Stored data entries:
>>>

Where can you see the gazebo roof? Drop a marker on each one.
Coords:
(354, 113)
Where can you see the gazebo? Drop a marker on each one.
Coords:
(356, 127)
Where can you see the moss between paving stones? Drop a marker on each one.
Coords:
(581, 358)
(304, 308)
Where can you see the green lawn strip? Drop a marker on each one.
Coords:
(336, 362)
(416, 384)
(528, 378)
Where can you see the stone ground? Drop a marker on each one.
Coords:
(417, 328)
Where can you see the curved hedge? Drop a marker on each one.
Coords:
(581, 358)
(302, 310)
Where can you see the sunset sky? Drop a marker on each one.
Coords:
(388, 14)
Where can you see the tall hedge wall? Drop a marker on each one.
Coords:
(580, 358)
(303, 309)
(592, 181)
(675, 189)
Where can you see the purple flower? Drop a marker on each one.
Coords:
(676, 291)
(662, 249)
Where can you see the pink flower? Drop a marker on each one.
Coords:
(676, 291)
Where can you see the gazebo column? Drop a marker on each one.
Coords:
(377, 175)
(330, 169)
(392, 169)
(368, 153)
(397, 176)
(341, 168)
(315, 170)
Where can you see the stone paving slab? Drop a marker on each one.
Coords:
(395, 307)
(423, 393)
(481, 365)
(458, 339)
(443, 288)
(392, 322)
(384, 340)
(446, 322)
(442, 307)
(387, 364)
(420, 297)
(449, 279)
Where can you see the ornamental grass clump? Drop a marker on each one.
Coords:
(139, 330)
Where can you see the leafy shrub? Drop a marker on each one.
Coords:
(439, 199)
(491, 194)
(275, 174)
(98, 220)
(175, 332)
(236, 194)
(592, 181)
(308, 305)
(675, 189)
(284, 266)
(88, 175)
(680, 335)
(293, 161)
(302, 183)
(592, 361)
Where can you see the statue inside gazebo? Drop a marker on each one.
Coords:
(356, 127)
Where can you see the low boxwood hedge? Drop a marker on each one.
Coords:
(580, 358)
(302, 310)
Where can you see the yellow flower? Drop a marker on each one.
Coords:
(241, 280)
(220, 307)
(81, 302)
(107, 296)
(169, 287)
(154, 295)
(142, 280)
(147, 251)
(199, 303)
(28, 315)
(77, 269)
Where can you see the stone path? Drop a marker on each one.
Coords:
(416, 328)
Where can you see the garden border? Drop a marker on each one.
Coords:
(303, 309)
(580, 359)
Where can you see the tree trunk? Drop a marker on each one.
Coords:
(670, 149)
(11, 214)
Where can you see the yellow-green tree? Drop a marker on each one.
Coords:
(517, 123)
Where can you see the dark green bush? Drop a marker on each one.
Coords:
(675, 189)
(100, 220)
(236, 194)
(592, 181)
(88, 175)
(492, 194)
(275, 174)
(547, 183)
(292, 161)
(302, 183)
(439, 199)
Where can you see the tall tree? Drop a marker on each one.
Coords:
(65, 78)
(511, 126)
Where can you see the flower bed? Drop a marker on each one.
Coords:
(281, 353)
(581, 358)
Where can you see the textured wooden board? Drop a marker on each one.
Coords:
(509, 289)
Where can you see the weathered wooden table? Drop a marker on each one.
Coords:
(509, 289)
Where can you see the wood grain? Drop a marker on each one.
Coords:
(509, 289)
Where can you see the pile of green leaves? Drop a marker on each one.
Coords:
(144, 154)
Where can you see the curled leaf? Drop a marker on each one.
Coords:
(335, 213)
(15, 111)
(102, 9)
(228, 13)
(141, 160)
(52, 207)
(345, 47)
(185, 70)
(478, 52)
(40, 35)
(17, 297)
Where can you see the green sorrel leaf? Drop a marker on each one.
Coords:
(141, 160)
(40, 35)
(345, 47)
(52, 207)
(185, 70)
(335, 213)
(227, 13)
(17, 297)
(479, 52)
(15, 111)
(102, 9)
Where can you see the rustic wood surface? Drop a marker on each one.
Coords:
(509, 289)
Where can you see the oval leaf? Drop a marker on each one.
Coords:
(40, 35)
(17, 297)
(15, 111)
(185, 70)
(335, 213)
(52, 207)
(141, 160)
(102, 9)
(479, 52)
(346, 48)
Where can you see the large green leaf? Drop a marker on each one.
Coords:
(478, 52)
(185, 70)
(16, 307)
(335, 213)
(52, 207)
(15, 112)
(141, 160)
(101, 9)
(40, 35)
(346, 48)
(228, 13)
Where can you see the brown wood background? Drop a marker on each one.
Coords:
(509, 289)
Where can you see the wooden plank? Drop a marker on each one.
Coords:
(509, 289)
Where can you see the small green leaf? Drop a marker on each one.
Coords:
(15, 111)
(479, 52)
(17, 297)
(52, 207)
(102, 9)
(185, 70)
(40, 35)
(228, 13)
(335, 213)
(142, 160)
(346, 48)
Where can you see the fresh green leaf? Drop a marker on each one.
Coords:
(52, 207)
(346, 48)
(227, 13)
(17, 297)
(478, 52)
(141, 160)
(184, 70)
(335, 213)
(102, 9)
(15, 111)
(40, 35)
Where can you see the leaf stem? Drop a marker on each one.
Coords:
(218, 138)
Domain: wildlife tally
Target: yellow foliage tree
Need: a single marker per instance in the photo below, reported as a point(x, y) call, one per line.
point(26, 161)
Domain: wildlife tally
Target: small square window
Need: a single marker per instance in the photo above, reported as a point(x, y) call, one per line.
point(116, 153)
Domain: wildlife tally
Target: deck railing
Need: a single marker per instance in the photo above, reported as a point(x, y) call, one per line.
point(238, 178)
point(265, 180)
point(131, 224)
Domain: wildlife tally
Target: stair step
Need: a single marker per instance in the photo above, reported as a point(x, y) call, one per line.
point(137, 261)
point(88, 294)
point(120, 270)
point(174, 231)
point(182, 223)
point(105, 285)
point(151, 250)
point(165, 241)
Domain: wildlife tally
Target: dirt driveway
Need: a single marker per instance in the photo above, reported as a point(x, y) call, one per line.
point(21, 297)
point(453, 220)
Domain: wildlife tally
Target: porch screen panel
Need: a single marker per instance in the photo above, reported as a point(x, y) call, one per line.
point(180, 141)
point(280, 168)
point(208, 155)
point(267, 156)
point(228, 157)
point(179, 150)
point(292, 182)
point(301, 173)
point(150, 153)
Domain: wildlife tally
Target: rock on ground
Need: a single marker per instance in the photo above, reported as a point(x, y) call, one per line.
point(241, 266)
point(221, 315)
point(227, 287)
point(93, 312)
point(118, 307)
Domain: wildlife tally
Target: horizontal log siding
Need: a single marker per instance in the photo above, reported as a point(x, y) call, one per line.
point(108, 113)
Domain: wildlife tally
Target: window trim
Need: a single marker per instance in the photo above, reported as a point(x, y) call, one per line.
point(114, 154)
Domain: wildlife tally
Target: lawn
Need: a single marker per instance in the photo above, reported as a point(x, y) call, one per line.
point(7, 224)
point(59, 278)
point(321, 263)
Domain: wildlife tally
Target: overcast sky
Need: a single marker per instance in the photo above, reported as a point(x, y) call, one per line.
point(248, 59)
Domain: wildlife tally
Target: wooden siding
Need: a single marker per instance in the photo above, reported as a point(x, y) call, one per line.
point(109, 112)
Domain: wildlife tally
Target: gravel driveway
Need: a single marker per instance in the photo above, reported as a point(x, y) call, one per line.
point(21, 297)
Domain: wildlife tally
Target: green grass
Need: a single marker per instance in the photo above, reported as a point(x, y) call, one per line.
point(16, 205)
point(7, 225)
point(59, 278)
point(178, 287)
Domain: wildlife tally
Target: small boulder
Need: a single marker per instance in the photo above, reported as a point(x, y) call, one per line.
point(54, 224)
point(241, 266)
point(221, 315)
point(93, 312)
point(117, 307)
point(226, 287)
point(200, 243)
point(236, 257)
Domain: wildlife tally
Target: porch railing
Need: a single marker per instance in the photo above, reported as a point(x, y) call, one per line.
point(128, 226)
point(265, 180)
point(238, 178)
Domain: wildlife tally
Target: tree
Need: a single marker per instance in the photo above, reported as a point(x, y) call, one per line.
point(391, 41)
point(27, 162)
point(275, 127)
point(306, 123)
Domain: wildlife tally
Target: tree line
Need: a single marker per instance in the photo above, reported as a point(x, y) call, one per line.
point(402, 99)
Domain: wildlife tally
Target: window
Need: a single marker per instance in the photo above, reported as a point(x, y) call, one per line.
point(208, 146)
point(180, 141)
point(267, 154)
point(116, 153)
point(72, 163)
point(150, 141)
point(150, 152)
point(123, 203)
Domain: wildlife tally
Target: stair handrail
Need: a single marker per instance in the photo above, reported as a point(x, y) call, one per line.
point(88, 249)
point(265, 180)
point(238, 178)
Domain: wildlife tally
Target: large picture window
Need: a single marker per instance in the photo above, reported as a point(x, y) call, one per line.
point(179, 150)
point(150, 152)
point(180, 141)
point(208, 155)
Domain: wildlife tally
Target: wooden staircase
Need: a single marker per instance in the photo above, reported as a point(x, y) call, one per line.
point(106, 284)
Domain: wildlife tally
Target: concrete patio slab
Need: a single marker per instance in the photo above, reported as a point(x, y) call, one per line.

<<<

WHAT IS REQUIRED:
With the line that has "Target: green grass" as the first and the line that has "Target: small boulder" as the last, repeat exactly that run of lines above and no more.

EXERCISE RESULT:
Target: green grass
Need: a single marker per instance in the photo above, reported as a point(x, y) call, one per line.
point(16, 205)
point(7, 225)
point(59, 278)
point(178, 287)
Domain: wildlife tally
Target: small boulder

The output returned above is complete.